_Activity 1_
List each category of metrics that the Graphsignal concepts page says is recorded.
_Activity 2_
In the Graphsignal concepts page, rewrite the paragraph beginning "A trace is a detailed record" in a single shorter sentence that keeps its main facts.
_Activity 3_
Set down word for word the stretch of the Graphsignal concepts page from "A profile is" through "number or errors.".

_Exercise passage_
▽
Concepts

Trace

A trace is a detailed record of operations executed during a single inference run. It captures the sequence and timing of key steps—such as preprocessing, model execution, and postprocessing — along with relevant inputs, outputs, and metadata.

A trace may also include one or more profiles, providing deeper performance statistics for specific parts of the run.

Profile

A profile is a collection of detailed performance statistics captured during a trace or over a period of time. It provides insight into resource usage, execution time distribution, and performance bottlenecks across operations.

Metric

Metrics provide quantitative measurements of execution, performance, and system behavior over time. Graphsignal records various categories of metrics, including:

  • Performance metrics - Function duration, counts, number or errors.
  • System metrics – CPU, memory, and network usage.
  • Device metrics – GPU utilization, memory usage, temperature.
  • Framework metrics – framework-level statistics such as batch processing times.
  • Inference metrics – model-specific statistics such as latency, token usage, and throughput.

Error

An error represents any exception, failure, or unexpected event recorded by the tracer during execution. Errors include runtime exceptions, failed requests, and framework-level issues.

Tracer

The Graphsignal tracer is a module integrated into applications and scripts.

It automatically traces and profiles execution for natively supported libraries, and also provides APIs for manual tracing of custom operations.

By integrating the tracer, developers can observe performance, diagnose issues, and optimize resource usage without extensive instrumentation.
△
_The data_
▽
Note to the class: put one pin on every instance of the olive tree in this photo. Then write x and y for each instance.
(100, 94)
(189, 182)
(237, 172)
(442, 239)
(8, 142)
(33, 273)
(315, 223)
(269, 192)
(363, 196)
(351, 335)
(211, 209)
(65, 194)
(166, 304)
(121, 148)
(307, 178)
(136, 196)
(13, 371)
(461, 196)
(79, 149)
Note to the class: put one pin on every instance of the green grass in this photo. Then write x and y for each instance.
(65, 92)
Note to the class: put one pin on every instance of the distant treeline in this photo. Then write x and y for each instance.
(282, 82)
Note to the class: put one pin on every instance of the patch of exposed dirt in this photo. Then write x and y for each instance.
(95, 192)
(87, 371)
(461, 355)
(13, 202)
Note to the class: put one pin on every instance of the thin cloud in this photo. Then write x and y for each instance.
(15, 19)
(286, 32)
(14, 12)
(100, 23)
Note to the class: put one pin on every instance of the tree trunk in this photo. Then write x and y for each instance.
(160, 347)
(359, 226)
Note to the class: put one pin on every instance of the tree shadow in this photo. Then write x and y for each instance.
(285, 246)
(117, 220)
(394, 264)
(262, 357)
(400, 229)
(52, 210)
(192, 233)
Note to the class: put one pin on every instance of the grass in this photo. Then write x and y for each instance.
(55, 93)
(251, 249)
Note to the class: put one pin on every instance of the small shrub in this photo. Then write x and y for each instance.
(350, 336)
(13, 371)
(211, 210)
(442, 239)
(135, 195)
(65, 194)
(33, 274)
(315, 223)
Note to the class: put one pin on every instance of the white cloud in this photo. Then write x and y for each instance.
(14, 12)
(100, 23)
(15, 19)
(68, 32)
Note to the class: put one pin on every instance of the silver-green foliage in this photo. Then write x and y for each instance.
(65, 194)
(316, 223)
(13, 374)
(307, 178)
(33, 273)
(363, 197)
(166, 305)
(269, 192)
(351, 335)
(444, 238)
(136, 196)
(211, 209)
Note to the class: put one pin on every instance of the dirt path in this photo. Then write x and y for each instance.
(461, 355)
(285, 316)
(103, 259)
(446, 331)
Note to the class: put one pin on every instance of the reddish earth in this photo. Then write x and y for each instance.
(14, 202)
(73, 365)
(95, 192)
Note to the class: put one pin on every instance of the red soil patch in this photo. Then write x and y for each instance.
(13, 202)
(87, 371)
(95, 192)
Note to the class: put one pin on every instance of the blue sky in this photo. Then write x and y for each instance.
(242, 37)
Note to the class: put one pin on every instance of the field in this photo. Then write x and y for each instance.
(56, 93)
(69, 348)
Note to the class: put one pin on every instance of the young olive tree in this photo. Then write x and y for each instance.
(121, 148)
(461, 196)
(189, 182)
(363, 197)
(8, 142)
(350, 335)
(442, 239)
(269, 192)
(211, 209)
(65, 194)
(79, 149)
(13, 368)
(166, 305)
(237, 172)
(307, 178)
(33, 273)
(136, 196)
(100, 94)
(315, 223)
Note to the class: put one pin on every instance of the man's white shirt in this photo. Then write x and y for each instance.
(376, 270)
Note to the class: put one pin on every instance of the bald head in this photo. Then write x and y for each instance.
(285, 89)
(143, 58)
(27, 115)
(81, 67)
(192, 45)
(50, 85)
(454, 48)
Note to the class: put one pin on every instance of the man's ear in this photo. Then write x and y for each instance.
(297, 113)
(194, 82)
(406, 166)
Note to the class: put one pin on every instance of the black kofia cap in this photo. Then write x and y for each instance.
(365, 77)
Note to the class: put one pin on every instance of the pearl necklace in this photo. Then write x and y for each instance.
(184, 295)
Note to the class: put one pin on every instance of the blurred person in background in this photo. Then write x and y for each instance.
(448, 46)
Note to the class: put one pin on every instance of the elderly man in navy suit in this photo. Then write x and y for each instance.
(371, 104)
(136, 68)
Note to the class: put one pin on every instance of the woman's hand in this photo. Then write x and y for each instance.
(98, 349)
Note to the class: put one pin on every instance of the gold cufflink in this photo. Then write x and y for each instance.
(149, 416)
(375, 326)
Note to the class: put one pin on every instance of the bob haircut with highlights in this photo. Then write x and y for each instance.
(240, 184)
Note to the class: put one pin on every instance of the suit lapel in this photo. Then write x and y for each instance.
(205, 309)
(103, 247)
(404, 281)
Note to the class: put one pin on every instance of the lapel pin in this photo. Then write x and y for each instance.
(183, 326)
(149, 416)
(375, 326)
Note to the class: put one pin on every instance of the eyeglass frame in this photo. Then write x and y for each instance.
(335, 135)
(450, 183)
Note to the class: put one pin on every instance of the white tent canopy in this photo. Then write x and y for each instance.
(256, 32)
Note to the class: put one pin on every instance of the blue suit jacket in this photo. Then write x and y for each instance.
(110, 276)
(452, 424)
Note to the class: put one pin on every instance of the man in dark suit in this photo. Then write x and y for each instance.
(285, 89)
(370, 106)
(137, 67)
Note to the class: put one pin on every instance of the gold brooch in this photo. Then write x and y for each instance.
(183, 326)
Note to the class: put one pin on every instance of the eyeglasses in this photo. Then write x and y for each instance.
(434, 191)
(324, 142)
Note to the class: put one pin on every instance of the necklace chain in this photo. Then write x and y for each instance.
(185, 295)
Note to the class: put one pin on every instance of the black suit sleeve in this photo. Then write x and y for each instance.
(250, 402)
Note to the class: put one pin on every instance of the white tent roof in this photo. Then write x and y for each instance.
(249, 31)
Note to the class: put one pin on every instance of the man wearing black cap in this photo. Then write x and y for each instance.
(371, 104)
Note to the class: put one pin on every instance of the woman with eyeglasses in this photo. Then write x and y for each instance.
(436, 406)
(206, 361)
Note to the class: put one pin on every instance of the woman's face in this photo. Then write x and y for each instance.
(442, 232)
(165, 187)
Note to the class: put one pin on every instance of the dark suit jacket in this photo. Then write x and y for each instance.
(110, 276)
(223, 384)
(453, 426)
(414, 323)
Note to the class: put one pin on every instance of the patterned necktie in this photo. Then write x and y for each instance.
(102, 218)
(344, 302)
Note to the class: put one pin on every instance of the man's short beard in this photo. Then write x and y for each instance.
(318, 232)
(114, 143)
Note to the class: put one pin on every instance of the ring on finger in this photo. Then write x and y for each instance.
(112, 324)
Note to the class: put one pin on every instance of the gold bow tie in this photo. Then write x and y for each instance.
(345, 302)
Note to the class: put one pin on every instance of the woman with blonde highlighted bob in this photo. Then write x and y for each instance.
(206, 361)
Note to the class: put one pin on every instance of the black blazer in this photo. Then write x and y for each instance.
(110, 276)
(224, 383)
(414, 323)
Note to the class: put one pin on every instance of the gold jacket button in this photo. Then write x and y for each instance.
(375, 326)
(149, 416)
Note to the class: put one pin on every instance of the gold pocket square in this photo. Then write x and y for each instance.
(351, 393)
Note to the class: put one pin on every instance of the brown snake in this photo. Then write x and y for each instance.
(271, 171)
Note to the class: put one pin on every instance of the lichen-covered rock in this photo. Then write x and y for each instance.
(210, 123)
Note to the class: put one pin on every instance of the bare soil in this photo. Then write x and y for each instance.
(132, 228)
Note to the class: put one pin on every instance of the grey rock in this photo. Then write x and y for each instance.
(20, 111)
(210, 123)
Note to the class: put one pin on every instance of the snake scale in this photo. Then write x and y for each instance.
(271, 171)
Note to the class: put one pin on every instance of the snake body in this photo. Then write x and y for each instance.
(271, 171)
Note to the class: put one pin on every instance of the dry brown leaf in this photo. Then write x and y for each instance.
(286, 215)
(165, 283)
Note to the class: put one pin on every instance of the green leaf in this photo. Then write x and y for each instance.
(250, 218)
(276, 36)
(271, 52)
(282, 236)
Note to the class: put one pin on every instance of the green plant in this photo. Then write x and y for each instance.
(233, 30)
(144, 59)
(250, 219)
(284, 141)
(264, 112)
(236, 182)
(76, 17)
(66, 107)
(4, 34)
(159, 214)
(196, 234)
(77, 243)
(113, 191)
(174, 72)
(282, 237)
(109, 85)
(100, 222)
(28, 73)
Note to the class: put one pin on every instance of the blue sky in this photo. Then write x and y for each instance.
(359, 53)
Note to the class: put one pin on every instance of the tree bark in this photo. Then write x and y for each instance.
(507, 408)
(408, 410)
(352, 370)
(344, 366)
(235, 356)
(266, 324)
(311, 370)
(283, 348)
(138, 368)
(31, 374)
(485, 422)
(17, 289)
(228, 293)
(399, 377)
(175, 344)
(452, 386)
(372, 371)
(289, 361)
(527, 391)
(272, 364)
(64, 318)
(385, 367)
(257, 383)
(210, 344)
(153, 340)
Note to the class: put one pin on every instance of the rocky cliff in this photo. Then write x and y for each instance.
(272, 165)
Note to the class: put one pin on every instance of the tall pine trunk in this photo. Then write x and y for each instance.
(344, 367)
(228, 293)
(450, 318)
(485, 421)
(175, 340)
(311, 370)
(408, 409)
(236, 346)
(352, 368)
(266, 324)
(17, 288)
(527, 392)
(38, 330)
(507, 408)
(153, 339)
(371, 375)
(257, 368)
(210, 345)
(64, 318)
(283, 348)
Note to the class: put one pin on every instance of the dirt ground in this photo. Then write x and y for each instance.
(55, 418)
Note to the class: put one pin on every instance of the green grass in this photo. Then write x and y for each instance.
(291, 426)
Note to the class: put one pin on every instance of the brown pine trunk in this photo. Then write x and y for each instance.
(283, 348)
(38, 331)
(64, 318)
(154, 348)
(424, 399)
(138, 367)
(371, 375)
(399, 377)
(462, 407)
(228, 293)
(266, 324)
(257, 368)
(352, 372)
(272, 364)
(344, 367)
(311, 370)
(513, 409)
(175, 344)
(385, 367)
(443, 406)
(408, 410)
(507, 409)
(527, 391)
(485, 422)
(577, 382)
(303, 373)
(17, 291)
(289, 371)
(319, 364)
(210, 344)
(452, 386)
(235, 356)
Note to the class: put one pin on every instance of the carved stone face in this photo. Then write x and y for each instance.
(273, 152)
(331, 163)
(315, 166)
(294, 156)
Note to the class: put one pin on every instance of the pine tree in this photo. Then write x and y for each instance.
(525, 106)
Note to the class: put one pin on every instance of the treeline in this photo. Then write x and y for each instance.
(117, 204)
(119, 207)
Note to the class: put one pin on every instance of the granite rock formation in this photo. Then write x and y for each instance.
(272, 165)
△
_Task result 1_
Performance metrics
System metrics
Device metrics
Framework metrics
Inference metrics

_Task result 2_
A trace records the operations of one inference run: the order and timing of key steps such as preprocessing, model execution, and postprocessing, plus relevant inputs, outputs, and metadata.

_Task result 3_
A profile is a collection of detailed performance statistics captured during a trace or over a period of time. It provides insight into resource usage, execution time distribution, and performance bottlenecks across operations.

Metric

Metrics provide quantitative measurements of execution, performance, and system behavior over time. Graphsignal records various categories of metrics, including:

  • Performance metrics - Function duration, counts, number or errors.